I know the very first sign that something wasn’t quite right was around 18 months old, her hands would often shake a little. Just a tiny amount, I raised it with her physiotherapist but there was no way of knowing if it was the start of a tremor or just her weaker than normal core strength. After the months went on a pattern began to emerge, the shaking was always worse when she was unwell. Her seizures are always worse when she is unwell too, I think that can be a trigger for some epileptic people? Her ferible convulsions may well never have been ferible and instead were epileptic triggered by fever which would explain the extended duration.
So with each episode of illness the shaking hands would return, it was only the end of last year that the hands moved to the arms and that we started to notice the shaking more often. When she was diagnosed with coeliac disease the shaking all but cleared again. We hoped that was the end of it really that it was due to how poorly she was but it returned and now it makes more sense. Something that is relatively new is the absences, either I didn’t notice them before because I wasn’t aware of what to look for or they have increased. Before medication the absences were occurring daily with little pattern, worse during periods of stress and anxiety for her. It’s still very early days in terms of medication and I think it can be quite a trial to find the right match and dosage, but for now it seems to be helping her a lot. We should be seeing an epilepsy nurse soon which will give us some emergency medication we can administer should she have a prolonged seizure again, I had no idea that brain damage can occur and we’ve always been assured that she was before now having just ferible convulsions but long versions of this. For Ariella a long seizure can be mean she is unable to walk the next day and doesn’t regain her mobility in full for a week, or her face droops on one side, or goodness knows what else can occur that I don’t know about yet. I will sleep much better once we have this medicine to hand.
§ §
_Task item 1_:
In the account of Ariella's seizures, what happened to the shaking when she was diagnosed with coeliac disease?
_Task item 2_:
Pick up the account of Ariella's seizures after its final sentence and write the next paragraph.

_Data_:
§ §
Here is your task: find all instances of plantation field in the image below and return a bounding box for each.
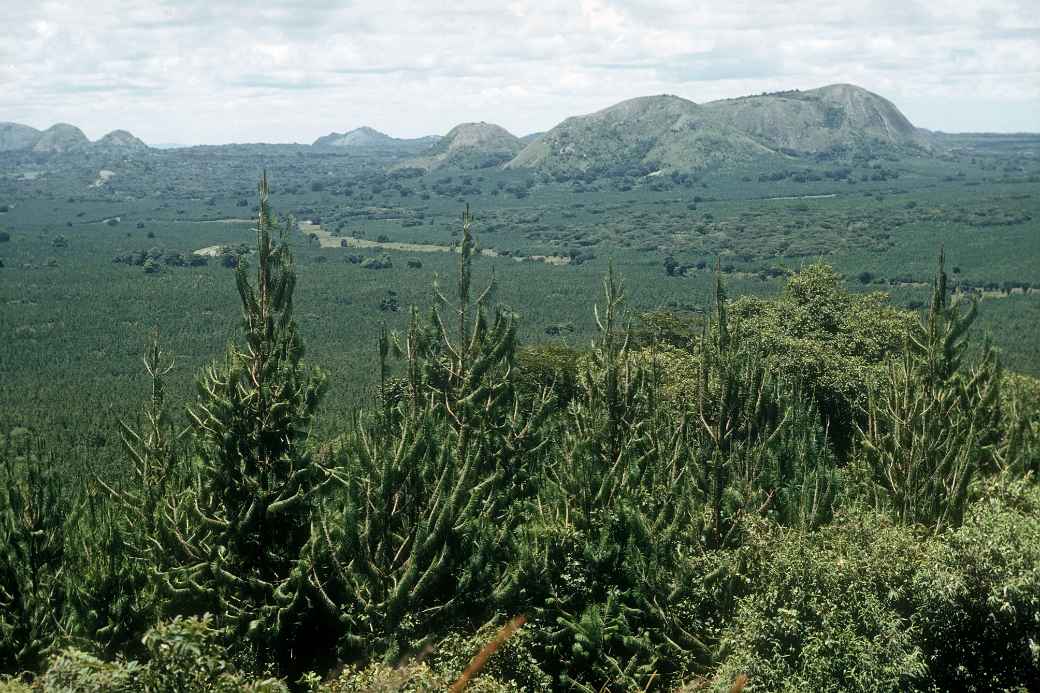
§ §
_Answer box 1_:
The shaking all but cleared again.

_Answer box 2_:
The last week Ariella has been much less anxious, the medication she is using is used to treat bipolar disorder and anxiety too. The downside to this is she is very hyper and wired, she doesn’t sit and concentrate for long periods at present but until the dosage is at its final level it’s hard to know what the end result will be. She has had her second EEG, which is when they put little electrodes on your head and check for activity – it will be a little while before we know the results of this and in the near future she will need another MRI. But for now she’s happy, she’s hyper, full of energy and far less anxious than before. For the very first time in a very long time we listened to the radio in the car on the way to nursery this morning, much as I love our Ariella approved playlist it’s rather a short selection and I’m pleased to be branching out away from Paramore for a little while.